Lay out the lines of the data below as a Markdown table with the columns Row and Line. Include only the lines from the one containing "Which pixel lies on the hen's eye?" up to and including the one containing "pixel 202 313", numbering each row and leaving out blank lines.

☆ ☆ ☆

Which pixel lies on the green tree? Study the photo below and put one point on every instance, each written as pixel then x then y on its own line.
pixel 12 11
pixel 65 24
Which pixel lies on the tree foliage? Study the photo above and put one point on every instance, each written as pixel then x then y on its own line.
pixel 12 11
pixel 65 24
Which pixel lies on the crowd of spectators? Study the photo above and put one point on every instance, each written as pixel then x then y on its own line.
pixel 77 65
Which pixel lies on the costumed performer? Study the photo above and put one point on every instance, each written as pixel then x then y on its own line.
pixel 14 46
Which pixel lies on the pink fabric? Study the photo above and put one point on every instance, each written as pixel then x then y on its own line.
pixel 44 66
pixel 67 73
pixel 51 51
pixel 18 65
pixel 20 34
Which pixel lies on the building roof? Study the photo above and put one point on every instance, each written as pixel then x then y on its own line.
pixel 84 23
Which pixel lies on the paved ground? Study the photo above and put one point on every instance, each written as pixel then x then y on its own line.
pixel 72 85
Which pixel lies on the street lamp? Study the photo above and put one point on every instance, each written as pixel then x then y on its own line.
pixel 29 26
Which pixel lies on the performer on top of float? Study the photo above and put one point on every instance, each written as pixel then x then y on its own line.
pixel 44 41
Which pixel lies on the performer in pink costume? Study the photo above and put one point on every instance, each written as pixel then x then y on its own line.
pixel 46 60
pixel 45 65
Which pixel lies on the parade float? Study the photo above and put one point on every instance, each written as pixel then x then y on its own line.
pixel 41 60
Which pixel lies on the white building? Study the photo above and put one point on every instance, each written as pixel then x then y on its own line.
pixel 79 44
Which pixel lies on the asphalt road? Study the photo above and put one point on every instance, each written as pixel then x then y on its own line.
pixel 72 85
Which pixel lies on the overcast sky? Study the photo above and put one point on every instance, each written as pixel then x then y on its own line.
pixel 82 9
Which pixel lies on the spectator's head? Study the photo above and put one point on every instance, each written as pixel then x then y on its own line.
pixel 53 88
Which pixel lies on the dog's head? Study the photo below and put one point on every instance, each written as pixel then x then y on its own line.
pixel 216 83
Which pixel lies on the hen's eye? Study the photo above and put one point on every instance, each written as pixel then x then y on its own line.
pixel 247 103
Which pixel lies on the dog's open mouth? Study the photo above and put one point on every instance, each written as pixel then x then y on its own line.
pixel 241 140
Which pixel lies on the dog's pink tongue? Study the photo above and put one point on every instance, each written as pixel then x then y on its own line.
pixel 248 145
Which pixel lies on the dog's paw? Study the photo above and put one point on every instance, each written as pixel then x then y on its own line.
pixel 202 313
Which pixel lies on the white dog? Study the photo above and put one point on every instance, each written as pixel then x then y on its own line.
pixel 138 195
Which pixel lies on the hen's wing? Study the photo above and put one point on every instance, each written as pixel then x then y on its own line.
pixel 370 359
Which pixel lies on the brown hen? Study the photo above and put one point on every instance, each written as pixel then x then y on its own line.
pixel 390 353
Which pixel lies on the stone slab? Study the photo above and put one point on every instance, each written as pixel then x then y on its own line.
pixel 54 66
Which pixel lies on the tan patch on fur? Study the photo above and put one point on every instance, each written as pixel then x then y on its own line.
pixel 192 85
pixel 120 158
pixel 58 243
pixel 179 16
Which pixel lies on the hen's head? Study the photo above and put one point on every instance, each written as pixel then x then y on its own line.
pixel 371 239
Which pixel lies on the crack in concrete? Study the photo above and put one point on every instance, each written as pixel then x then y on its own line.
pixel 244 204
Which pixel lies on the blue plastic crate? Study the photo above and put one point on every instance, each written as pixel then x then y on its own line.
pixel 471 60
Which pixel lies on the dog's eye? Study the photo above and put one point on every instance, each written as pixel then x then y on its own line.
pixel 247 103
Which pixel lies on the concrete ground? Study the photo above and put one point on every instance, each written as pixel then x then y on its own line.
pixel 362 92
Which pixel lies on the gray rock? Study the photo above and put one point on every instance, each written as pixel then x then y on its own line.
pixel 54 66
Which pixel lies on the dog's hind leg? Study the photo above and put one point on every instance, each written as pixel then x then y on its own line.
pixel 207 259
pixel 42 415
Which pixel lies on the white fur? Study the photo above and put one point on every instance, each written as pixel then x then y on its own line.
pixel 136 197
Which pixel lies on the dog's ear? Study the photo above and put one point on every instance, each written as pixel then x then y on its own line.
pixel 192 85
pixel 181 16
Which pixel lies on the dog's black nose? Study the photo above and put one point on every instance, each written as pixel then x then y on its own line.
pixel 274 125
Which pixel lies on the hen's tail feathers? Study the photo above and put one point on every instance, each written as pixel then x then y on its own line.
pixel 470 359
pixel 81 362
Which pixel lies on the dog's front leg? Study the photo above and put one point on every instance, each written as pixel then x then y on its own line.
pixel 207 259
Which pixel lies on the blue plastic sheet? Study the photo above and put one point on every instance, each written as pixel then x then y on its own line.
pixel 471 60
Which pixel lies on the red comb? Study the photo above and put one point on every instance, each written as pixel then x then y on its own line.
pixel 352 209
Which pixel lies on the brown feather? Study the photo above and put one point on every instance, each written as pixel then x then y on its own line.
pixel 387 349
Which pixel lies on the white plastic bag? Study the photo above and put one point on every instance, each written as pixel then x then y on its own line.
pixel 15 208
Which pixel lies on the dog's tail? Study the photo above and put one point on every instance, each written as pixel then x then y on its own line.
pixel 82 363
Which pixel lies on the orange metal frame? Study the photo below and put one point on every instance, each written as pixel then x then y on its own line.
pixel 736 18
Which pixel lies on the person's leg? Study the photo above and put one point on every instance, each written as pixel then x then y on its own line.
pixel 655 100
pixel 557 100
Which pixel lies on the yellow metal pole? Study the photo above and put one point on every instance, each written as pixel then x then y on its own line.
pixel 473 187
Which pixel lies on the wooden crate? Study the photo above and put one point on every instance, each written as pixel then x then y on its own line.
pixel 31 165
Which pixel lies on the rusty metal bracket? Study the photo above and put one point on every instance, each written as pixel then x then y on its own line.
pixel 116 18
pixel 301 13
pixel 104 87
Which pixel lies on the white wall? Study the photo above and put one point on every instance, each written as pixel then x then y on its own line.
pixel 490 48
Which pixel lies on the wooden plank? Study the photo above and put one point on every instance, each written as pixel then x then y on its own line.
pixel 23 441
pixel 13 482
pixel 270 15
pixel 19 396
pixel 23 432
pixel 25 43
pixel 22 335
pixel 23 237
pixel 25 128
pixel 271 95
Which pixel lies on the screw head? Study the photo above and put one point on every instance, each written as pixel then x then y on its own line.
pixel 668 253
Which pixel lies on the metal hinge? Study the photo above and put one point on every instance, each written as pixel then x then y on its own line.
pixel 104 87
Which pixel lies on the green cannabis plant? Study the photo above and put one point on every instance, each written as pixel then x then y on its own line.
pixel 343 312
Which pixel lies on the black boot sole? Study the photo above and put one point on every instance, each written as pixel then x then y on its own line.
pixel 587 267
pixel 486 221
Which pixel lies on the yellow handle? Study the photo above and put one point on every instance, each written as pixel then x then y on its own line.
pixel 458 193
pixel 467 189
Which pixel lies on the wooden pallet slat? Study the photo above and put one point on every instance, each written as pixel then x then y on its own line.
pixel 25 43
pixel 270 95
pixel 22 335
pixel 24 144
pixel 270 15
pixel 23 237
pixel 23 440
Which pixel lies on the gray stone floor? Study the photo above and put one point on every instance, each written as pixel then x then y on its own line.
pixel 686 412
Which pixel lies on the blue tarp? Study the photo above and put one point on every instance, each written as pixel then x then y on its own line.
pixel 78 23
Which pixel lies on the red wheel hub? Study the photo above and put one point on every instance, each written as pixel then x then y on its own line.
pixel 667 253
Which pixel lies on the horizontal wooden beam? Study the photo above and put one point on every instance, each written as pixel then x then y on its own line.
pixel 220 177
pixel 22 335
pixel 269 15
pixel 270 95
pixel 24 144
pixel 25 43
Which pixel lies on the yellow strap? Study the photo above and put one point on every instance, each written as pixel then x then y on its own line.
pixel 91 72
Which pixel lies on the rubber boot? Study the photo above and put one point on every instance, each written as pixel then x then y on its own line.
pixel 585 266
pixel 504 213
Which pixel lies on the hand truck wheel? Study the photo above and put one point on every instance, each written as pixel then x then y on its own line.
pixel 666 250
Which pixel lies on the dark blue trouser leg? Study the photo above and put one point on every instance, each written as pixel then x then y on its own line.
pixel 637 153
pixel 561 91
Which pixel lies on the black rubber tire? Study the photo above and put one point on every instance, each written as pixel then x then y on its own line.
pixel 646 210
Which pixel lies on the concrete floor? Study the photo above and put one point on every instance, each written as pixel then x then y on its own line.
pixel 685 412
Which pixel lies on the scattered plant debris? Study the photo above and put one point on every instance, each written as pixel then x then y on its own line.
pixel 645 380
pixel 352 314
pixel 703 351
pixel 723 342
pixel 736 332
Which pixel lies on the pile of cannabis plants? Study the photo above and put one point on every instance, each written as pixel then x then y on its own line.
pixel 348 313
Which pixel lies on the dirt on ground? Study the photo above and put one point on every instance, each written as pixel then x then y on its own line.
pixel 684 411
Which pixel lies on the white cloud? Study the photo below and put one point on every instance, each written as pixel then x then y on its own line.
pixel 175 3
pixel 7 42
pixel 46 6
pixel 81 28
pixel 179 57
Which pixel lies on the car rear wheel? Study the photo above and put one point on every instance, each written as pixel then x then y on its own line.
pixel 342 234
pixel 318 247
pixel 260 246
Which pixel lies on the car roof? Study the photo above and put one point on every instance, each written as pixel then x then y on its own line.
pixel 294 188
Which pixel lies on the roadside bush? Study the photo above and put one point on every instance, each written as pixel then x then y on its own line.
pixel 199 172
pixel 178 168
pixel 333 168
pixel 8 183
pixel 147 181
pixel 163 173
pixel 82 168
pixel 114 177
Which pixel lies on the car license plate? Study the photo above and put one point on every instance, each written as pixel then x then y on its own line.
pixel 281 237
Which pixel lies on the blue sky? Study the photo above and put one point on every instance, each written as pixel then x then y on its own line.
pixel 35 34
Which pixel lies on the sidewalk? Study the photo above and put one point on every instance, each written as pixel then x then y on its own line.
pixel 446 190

☆ ☆ ☆

WRITTEN RESPONSE
| Row | Line |
|---|---|
| 1 | Which pixel lies on the hen's eye? Study the photo above and put one point on every instance, each written as pixel then x then y on its own line. |
| 2 | pixel 247 103 |
| 3 | Which pixel lies on the dog's open mouth? Study the photo above and put one point on every instance, each written as pixel then x then y on its own line. |
| 4 | pixel 241 140 |
| 5 | Which pixel lies on the dog's pink tongue? Study the photo above and put one point on every instance, each written as pixel then x then y on its own line. |
| 6 | pixel 248 145 |
| 7 | Which pixel lies on the dog's paw? Study the photo above and put one point on every instance, each written as pixel then x then y on its own line. |
| 8 | pixel 202 313 |